● **WHAT NEEDS TO BE DONE**
Every line of the data below needs to be reproduced exactly.
======== SUPPLIED ENTRIES ========
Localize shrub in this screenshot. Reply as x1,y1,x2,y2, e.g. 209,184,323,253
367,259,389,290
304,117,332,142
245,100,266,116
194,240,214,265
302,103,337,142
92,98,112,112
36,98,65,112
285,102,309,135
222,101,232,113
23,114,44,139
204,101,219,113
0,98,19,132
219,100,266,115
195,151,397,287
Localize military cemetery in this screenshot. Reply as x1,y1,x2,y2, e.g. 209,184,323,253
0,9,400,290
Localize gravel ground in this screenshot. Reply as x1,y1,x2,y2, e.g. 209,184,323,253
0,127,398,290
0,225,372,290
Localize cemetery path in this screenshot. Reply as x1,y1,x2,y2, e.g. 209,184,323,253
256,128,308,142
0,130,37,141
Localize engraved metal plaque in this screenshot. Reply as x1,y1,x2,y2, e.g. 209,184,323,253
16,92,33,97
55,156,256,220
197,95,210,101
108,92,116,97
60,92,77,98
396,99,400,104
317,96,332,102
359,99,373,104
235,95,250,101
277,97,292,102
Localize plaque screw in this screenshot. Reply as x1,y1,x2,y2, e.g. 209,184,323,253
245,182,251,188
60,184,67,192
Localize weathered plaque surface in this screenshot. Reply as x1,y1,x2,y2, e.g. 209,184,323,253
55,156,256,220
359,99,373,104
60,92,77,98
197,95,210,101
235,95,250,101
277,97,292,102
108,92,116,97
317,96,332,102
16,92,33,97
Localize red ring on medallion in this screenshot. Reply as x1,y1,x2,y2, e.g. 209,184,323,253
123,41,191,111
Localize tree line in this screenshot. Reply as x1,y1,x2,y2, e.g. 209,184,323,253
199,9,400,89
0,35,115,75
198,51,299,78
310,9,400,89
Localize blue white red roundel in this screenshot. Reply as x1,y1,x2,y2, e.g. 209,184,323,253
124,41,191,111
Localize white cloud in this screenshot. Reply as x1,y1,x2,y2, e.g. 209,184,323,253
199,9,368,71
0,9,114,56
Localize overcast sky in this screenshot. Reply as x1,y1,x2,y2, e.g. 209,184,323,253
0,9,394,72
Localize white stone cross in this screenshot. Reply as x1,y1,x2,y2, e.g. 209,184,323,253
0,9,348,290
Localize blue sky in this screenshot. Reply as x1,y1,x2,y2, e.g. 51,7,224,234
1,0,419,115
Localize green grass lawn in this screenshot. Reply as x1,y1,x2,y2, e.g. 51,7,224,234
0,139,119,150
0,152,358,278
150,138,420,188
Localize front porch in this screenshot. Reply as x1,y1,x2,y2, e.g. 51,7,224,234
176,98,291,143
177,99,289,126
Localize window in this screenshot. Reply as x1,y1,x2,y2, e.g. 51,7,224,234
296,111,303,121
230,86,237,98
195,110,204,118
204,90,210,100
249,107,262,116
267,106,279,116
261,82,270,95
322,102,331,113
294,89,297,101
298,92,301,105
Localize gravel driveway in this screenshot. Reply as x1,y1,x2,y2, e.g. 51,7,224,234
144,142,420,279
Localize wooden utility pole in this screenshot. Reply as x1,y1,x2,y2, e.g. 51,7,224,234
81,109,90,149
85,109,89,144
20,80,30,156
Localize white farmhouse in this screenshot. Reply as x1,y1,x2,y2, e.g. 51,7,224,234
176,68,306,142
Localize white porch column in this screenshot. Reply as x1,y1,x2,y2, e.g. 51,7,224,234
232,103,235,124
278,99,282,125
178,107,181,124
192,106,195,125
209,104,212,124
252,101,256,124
========
● **COMPLETED TASK**
Localize shrub in this screenshot. Reply as x1,y1,x2,y2, e.g. 209,184,323,253
367,259,389,290
304,117,332,142
245,100,266,116
194,240,214,265
302,103,337,142
92,98,112,112
36,98,65,112
285,102,309,135
222,101,232,113
23,114,44,139
204,101,219,113
0,98,19,132
219,100,266,115
195,151,397,287
Localize military cemetery in this screenshot. Reply as x1,y1,x2,y2, e.g. 209,184,323,253
0,9,400,290
Localize gravel ground in this screenshot. Reply as x1,y1,x2,y2, e.g. 209,184,323,253
0,127,398,290
0,225,372,290
Localize cemetery path in this screenshot. Reply as x1,y1,x2,y2, e.g. 209,184,323,253
256,128,308,142
0,130,37,141
Localize engraved metal plaque in this screenshot. Reply as x1,y1,x2,y2, e.g. 209,184,323,253
16,92,33,97
55,156,256,220
197,95,210,101
108,92,116,97
60,92,77,98
396,99,400,104
317,96,332,102
359,99,373,104
235,95,250,101
277,97,292,102
Localize plaque screw in this screenshot. Reply as x1,y1,x2,y2, e.g. 209,184,323,253
245,182,251,188
60,184,67,192
Localize weathered plaque surface in this screenshot. Reply as x1,y1,x2,y2, e.g. 209,184,323,253
55,156,256,220
359,99,373,104
60,92,77,98
197,95,210,101
235,95,250,101
277,97,292,102
108,92,116,97
317,96,332,102
16,92,33,97
Localize red ring on medallion in this screenshot. Reply as x1,y1,x2,y2, e.g. 209,184,323,253
123,41,191,111
Localize tree line in this screenshot. Reply as x1,y1,x2,y2, e.g. 209,184,323,253
199,9,400,89
0,35,115,75
198,51,299,78
310,9,400,89
Localize blue white red roundel in this screenshot. Reply as x1,y1,x2,y2, e.g. 209,184,323,253
124,41,191,111
Localize white cloud in this screenshot. Reply as x1,y1,x2,y2, e.g. 209,184,323,253
199,9,368,71
0,9,114,56
Localize overcast sky in this screenshot. Reply as x1,y1,x2,y2, e.g. 209,184,323,253
0,9,394,72
Localize white stone cross in this screenshot. Reply as x1,y1,x2,y2, e.g. 209,184,323,253
0,9,348,290
Localize blue sky in this screenshot. Reply as x1,y1,x2,y2, e.g. 51,7,224,234
1,0,419,115
Localize green grass lawn in this screenshot. Reply as x1,y1,x2,y2, e.g. 51,7,224,234
0,139,119,150
0,152,358,278
150,138,420,188
Localize front porch in this screenshot. Reply as x1,y1,x2,y2, e.g. 51,7,224,234
176,98,291,143
177,99,289,126
Localize window in this screenshot. Reply as x1,y1,x2,y2, e.g. 51,7,224,234
296,111,303,121
230,86,237,98
195,110,204,118
204,90,210,100
249,107,262,116
267,106,279,116
261,82,270,95
322,102,331,113
294,89,297,101
298,92,301,105
Localize gravel driveway in this screenshot. Reply as x1,y1,x2,y2, e.g. 51,7,224,234
144,142,420,279
Localize wooden utility pole in this screenshot. Reply as x1,y1,x2,y2, e.g. 51,7,224,234
81,109,90,149
85,109,89,144
20,80,30,156
Localize white farmhouse in this screenshot. Reply as x1,y1,x2,y2, e.g. 51,7,224,234
176,68,306,142
Localize white porch column in this screenshot. Reply as x1,y1,x2,y2, e.g. 51,7,224,234
232,103,235,124
278,99,282,125
178,107,181,124
192,106,195,125
209,104,212,124
252,101,256,124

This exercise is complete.